OPDRACHT 1> Tel in hoeveel regels van de rijen het woord "white" voorkomt. Geef alleen dat aantal.

FRAGMENT>
---------------
De Commissie is met de CvW van mening dat B/T niet juist heeft gehandeld richting
belanghebbende. Zij merkt daarbij nog het volgende op. Vaststaat dat B/T meer
informatie had moeten opvragen bij belanghebbende. Maar vast staat ook dat
belanghebbende de formulieren destijds naar waarheid heeft ingevuld. Reeds uit deze
formulieren had BIT kunnen en moeten opmaken dat er geen gebruik werd gemaakt van geregistreerde kinderopvang, en dat belanghebbende dus niet in aanmerking kwam voor kot (evident geen recht). Desondanks is B/T overgegaan tot het uitkeren van voorschotten. De Commissie deelt de mening van gemachtigde dat belanghebbende hierdoor in zekere zin is benadeeld. De Commissie acht deze gang van zaken onwenselijk en verwijst in dit verband naar de uitspraak van de Afdeling
Bestuursrechtspraak van de Raad van State van 8 juni 2022, ECLI:NL:RvS:2022:1628,
met name rechtsoverwegingen 7.11 en 7.12, maar merkt op dat de regeling waarop
belanghebbende een beroep doet, voor het door belanghebbende ondervonden nadeel helaas geen mogelijkheid tot compensatie of een andere vorm van tegemoetkoming biedt.
---------------
AANGELEVERDE RIJEN>
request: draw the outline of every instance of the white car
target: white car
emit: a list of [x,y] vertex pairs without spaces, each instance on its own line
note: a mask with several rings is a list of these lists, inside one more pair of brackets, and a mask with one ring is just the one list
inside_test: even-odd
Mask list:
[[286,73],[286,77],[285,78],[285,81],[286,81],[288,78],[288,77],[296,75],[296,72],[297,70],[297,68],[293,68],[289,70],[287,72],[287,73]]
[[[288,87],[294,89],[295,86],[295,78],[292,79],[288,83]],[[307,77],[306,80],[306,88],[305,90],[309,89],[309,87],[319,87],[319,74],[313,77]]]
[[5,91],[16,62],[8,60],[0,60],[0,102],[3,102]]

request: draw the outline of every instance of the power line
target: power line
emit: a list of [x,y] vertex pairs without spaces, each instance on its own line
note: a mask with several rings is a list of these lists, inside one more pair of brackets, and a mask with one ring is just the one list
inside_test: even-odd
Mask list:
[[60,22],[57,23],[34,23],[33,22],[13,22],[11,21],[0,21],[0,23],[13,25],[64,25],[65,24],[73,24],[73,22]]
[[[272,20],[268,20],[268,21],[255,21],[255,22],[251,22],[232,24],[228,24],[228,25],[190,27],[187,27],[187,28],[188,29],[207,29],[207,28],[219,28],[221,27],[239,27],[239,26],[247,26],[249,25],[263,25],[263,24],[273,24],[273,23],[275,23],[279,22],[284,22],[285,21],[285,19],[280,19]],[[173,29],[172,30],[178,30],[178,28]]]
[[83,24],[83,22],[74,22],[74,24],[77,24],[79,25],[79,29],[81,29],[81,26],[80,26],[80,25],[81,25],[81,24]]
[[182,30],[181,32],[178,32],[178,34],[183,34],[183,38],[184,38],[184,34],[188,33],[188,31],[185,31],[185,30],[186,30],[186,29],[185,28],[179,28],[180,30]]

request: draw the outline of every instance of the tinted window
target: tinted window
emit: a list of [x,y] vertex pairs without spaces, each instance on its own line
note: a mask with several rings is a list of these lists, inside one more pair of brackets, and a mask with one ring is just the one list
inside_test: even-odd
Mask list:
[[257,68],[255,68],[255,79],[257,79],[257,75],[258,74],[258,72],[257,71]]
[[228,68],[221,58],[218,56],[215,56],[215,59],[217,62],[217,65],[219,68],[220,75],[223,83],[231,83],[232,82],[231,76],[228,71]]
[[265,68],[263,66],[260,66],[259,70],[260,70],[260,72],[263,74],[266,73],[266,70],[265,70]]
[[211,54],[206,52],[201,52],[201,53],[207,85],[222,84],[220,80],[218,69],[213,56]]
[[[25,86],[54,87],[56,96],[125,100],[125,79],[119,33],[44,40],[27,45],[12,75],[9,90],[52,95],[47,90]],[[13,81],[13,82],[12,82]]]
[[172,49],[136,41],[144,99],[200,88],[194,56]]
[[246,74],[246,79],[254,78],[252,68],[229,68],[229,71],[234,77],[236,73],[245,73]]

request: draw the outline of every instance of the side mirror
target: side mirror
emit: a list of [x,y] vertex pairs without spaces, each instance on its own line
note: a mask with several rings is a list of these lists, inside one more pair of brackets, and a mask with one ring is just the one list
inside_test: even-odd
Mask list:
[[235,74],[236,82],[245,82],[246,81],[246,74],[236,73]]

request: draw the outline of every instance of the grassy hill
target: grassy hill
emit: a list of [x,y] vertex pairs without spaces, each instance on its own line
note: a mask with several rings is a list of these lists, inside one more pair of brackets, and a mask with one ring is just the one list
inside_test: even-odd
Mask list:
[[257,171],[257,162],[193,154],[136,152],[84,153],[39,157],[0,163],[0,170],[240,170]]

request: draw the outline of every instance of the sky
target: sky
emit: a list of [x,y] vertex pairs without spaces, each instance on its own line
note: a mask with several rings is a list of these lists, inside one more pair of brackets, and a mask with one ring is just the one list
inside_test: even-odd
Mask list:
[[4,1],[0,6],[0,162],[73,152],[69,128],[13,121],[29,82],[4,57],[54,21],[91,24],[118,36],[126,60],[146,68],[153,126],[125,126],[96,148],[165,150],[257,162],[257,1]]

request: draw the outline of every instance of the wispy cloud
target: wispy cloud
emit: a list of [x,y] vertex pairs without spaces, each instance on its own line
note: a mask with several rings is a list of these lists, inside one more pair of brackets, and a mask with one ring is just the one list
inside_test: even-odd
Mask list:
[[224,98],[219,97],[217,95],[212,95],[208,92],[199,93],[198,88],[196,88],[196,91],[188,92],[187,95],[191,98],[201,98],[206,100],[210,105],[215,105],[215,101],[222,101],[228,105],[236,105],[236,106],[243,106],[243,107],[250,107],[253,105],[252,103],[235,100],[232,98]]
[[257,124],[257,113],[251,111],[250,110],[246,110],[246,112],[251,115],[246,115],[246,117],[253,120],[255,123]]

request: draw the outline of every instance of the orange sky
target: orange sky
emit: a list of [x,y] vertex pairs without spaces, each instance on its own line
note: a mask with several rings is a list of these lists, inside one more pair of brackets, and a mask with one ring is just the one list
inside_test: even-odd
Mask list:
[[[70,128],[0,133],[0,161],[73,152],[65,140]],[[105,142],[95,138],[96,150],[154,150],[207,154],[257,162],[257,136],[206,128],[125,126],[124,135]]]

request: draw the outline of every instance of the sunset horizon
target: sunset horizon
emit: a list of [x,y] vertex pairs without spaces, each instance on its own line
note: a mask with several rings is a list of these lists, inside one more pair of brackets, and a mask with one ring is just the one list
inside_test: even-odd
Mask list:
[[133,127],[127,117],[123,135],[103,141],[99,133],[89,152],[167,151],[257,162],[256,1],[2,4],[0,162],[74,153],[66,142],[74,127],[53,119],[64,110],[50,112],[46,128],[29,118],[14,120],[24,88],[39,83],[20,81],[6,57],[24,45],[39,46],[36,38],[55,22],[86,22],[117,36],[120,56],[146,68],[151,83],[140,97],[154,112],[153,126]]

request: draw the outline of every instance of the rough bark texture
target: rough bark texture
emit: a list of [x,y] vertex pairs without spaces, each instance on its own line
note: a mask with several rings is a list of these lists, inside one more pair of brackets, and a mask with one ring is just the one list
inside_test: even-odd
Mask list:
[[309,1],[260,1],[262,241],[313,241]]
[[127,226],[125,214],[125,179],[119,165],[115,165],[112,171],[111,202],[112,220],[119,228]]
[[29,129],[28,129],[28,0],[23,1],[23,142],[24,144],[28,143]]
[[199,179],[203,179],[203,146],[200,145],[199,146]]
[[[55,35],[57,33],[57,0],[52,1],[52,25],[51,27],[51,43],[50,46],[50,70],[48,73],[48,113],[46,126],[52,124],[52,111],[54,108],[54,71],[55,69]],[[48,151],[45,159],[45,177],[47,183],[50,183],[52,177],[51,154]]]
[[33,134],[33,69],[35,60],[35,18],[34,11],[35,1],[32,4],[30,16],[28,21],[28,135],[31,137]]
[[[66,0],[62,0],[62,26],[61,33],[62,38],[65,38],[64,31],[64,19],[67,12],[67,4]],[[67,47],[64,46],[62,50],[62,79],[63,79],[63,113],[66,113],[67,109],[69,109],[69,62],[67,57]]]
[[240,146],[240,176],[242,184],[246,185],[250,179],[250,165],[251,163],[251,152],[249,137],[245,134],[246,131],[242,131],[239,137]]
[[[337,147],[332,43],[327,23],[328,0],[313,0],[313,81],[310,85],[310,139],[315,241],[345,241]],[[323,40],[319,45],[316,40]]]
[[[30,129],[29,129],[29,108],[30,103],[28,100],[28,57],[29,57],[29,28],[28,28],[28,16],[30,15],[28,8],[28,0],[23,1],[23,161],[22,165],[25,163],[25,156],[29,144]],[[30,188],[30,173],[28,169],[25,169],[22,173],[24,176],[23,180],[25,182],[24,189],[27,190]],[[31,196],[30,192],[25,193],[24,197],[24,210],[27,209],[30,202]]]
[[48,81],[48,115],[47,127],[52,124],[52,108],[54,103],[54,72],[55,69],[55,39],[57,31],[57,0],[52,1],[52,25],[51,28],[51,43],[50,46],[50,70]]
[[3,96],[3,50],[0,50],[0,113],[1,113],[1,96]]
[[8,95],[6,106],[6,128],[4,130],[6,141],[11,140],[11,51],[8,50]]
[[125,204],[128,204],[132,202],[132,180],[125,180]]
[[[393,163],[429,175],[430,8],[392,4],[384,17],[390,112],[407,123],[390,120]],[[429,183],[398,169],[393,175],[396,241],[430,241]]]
---------------
OPDRACHT 2> Naar welke uitspraak verwijst de Commissie in het fragment hierboven?

UITKOMST 1> 2

UITKOMST 2> Naar de uitspraak van de Afdeling Bestuursrechtspraak van de Raad van State van 8 juni 2022, ECLI:NL:RvS:2022:1628, met name rechtsoverwegingen 7.11 en 7.12.